■ **DO THIS**: Quote, without change, all of the lines that follow.

====== RECORDS PROVIDED

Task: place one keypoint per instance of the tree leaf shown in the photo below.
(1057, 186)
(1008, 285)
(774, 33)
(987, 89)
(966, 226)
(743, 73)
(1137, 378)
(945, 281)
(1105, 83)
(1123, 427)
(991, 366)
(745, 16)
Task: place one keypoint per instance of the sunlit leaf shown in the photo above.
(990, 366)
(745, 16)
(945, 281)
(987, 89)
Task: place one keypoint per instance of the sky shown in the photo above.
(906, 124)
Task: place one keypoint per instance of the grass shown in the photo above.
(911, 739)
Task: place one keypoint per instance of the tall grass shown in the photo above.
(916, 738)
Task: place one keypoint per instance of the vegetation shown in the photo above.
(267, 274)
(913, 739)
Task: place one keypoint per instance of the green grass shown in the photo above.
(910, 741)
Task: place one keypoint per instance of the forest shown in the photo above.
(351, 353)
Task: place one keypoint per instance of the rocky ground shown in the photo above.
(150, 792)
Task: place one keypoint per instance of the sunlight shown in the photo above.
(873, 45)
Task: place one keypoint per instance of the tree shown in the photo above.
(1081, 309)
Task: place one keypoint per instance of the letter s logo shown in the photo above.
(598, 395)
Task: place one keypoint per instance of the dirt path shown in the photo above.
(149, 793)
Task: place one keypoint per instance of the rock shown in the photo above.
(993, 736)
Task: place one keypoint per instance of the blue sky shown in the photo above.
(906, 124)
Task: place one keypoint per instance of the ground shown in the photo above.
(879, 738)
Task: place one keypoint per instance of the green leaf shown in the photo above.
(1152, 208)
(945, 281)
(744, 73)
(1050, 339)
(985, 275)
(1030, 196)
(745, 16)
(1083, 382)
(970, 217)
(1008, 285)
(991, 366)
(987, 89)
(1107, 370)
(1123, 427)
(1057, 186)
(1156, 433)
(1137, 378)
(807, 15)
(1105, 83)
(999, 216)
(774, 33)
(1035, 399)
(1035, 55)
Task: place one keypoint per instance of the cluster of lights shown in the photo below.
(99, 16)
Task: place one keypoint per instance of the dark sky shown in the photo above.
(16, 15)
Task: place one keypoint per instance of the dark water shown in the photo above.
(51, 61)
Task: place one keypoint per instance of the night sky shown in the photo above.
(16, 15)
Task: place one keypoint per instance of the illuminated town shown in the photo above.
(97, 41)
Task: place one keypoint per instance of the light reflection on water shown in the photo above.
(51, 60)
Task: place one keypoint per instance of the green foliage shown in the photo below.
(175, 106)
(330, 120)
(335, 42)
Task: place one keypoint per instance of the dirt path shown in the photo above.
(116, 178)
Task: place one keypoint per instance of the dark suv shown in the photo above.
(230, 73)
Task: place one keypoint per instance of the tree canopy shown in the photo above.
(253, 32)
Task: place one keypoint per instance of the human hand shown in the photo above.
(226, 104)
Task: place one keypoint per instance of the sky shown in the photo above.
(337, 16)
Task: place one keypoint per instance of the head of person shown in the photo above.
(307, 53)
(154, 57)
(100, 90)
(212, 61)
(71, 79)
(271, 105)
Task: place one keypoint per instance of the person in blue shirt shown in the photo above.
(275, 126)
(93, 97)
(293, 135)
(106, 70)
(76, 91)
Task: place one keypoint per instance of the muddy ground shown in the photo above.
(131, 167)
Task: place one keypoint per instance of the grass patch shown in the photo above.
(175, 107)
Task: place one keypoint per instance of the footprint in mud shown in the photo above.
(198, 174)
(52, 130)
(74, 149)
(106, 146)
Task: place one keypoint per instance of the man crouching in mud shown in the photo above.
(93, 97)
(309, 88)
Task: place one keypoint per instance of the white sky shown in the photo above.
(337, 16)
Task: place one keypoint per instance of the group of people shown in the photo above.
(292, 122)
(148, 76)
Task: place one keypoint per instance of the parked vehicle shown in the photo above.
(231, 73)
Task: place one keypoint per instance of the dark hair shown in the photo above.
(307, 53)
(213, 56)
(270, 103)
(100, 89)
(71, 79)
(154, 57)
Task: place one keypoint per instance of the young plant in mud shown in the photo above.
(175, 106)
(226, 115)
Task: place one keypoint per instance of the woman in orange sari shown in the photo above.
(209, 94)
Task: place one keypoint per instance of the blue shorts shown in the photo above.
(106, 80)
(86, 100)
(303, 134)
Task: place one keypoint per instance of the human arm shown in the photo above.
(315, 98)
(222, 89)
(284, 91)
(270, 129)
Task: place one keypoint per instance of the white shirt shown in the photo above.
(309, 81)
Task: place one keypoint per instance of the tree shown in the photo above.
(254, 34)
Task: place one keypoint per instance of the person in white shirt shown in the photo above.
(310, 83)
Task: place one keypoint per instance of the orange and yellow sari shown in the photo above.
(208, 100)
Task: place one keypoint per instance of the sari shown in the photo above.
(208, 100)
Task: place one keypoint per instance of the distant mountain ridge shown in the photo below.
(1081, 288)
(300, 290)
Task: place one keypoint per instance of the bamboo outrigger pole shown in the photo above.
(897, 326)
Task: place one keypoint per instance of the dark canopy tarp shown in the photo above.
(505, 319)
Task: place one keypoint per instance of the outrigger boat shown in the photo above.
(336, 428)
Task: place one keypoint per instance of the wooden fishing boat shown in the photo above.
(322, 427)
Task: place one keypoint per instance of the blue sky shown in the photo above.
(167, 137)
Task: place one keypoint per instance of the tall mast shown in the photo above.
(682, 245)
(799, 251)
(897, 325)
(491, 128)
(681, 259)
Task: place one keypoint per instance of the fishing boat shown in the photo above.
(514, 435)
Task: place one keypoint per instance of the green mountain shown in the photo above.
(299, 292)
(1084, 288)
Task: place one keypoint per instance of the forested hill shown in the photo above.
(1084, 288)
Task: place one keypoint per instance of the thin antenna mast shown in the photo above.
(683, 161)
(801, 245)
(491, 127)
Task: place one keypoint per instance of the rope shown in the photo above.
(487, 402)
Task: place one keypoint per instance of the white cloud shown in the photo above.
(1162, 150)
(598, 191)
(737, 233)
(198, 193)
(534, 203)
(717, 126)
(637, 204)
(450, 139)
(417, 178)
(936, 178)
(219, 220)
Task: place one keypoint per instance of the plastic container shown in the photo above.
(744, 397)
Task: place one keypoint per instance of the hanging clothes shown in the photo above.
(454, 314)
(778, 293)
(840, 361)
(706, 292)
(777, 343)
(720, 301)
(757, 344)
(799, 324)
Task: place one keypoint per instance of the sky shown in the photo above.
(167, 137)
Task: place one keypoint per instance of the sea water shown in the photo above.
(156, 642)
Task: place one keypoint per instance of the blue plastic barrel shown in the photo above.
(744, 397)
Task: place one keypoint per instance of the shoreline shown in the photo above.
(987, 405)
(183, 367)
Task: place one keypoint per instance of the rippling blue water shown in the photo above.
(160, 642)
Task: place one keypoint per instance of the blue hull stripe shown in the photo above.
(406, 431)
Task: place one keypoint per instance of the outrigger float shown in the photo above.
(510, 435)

============

■ **TASK RESULT**:
Task: place one keypoint per instance of the tree leaf shown in the photo below.
(1057, 186)
(1008, 285)
(774, 33)
(987, 89)
(966, 226)
(743, 73)
(1137, 378)
(945, 281)
(1105, 83)
(1123, 427)
(991, 366)
(745, 16)
Task: place one keypoint per instance of the sunlit leaf shown in the photo above.
(990, 366)
(745, 16)
(945, 281)
(987, 89)
Task: place one keypoint per instance of the sky shown in the photo above.
(906, 124)
Task: place one keypoint per instance of the grass shown in the photo above.
(911, 739)
Task: place one keypoint per instance of the tall grass shown in the photo above.
(916, 738)
Task: place one keypoint per instance of the vegetation shown in the photo above.
(267, 274)
(913, 739)
Task: place one keypoint per instance of the green grass shown in the photo above.
(910, 741)
Task: place one keypoint per instance of the forest shown in the photo above.
(351, 353)
Task: place one keypoint per instance of the rocky ground shown in the photo above.
(150, 792)
Task: place one keypoint per instance of the sunlight shown in the photo above.
(873, 45)
Task: place one keypoint per instance of the tree shown in the photo above.
(1081, 309)
Task: place one keypoint per instance of the letter s logo shown in the photo above.
(598, 395)
Task: place one keypoint per instance of the dirt path shown in the photo above.
(149, 793)
Task: place one keypoint per instance of the rock shown in the photo above.
(993, 736)
Task: place one keypoint per instance of the blue sky shown in the photo above.
(906, 124)
Task: place one keypoint per instance of the ground shown in the photo above.
(879, 738)
Task: place one keypoint per instance of the green leaf shown in the photo above.
(1152, 208)
(945, 281)
(744, 73)
(1050, 339)
(985, 275)
(1030, 196)
(745, 16)
(1083, 382)
(970, 217)
(1008, 285)
(991, 366)
(987, 89)
(1107, 370)
(1123, 427)
(1057, 186)
(1156, 433)
(1137, 378)
(807, 15)
(1105, 83)
(999, 216)
(774, 33)
(1035, 399)
(1035, 55)
Task: place one keypoint per instance of the cluster of lights shown in the photo below.
(99, 16)
Task: place one keypoint per instance of the dark sky shown in the photo above.
(16, 15)
Task: place one keypoint per instance of the dark water shown in the photo above.
(51, 61)
Task: place one keypoint per instance of the night sky shown in the photo above.
(16, 15)
Task: place one keypoint per instance of the illuminated town shown in the photo above.
(97, 41)
Task: place one keypoint per instance of the light reflection on water shown in the photo above.
(51, 60)
Task: place one keypoint per instance of the green foliage shown in the photo below.
(175, 106)
(330, 120)
(335, 42)
Task: place one keypoint per instance of the dirt path shown in the photo above.
(116, 178)
Task: place one keypoint per instance of the dark suv shown in the photo above.
(230, 73)
Task: place one keypoint per instance of the tree canopy shown in the photo above.
(253, 32)
Task: place one keypoint per instance of the human hand shown in the photo above.
(226, 104)
Task: place one keypoint per instance of the sky shown in the photo above.
(337, 16)
Task: place one keypoint per instance of the head of person shown in the photo above.
(307, 53)
(154, 57)
(100, 90)
(212, 61)
(71, 79)
(271, 105)
Task: place one keypoint per instance of the person in blue shirt shown in the photo above.
(275, 126)
(93, 97)
(293, 135)
(106, 70)
(76, 91)
Task: place one keypoint per instance of the muddy ground shown in the photo above.
(131, 167)
Task: place one keypoint per instance of the grass patch shown in the photo above.
(175, 107)
Task: place one keypoint per instance of the footprint in mud shown in the photo above.
(198, 174)
(52, 130)
(74, 149)
(106, 146)
Task: place one keypoint per instance of the man crouching in mud shown in the photo above.
(93, 97)
(309, 88)
Task: place one keypoint per instance of the white sky shown in the photo above.
(337, 16)
Task: place one keypoint per instance of the group of people shown in the photo above.
(292, 122)
(148, 76)
Task: place one keypoint per instance of the parked vehicle shown in the photo above.
(231, 73)
Task: place one keypoint per instance of the dark hair shown in the photo above.
(307, 53)
(213, 56)
(270, 103)
(100, 89)
(71, 79)
(154, 57)
Task: place one keypoint per instance of the young plant in mud shown in the photo above.
(175, 106)
(226, 115)
Task: place one keypoint per instance of the woman in orange sari shown in the photo above.
(209, 94)
Task: place one keypoint per instance of the blue shorts shown in the photo above.
(106, 80)
(86, 100)
(303, 134)
Task: place one keypoint per instance of the human arm shown in the photo above.
(315, 98)
(222, 89)
(284, 91)
(270, 129)
Task: place one keypoint per instance of the white shirt shown in the photo above.
(309, 81)
Task: place one keypoint per instance of the tree shown in the photo above.
(254, 34)
Task: place one keypoint per instance of the person in white shirt shown in the photo above.
(310, 83)
Task: place one keypoint per instance of the orange and yellow sari shown in the photo above.
(208, 100)
Task: place one keypoint per instance of the sari shown in the photo above.
(208, 100)
Task: place one keypoint per instance of the distant mountain ridge shown in the photo below.
(1081, 288)
(300, 290)
Task: place one keypoint per instance of the bamboo outrigger pole shown in the photo above.
(897, 326)
Task: place one keypoint per instance of the dark canopy tarp shown in the photo above.
(505, 319)
Task: place one keypoint per instance of the outrigger boat shown in the photo above.
(336, 428)
Task: place one keypoint per instance of the wooden fishing boat shown in the photo above.
(322, 427)
Task: place one keypoint per instance of the blue sky shown in the photo above.
(167, 137)
Task: place one keypoint per instance of the tall mast shown in the photo above.
(682, 245)
(799, 251)
(897, 325)
(491, 128)
(681, 259)
Task: place one keypoint per instance of the fishing boat shown in the photo above.
(514, 435)
Task: place one keypoint per instance of the green mountain shown in the photo above.
(299, 292)
(1084, 288)
Task: place one keypoint per instance of the forested hill shown in the photo above.
(1084, 288)
Task: place one keypoint per instance of the thin antenna mast shown in the photo above.
(683, 161)
(801, 245)
(491, 127)
Task: place one keypoint per instance of the rope shown in the photo above.
(487, 402)
Task: place one keypoint per instance of the white cloud shown in the photo above.
(1162, 150)
(598, 191)
(737, 233)
(198, 193)
(534, 203)
(717, 126)
(637, 204)
(450, 139)
(417, 178)
(936, 178)
(219, 220)
Task: place one keypoint per instance of the plastic container shown in the photo above.
(744, 397)
Task: place one keypoint per instance of the hanging clothes shown in the photo above.
(454, 314)
(778, 293)
(840, 361)
(706, 292)
(777, 343)
(720, 301)
(757, 344)
(799, 324)
Task: place one keypoint per instance of the sky shown in the photo above.
(167, 137)
Task: place one keypoint per instance of the sea water shown in the photo above.
(156, 642)
Task: place one keypoint per instance of the blue plastic barrel shown in the photo above.
(744, 397)
Task: place one keypoint per instance of the shoreline shown in the photo above.
(987, 405)
(183, 367)
Task: place one keypoint per instance of the rippling blue water shown in the photo above.
(160, 642)
Task: place one keypoint per instance of the blue hull stripe shown in the photo above.
(406, 431)
Task: place one keypoint per instance of the outrigger float shown in the photo above.
(510, 435)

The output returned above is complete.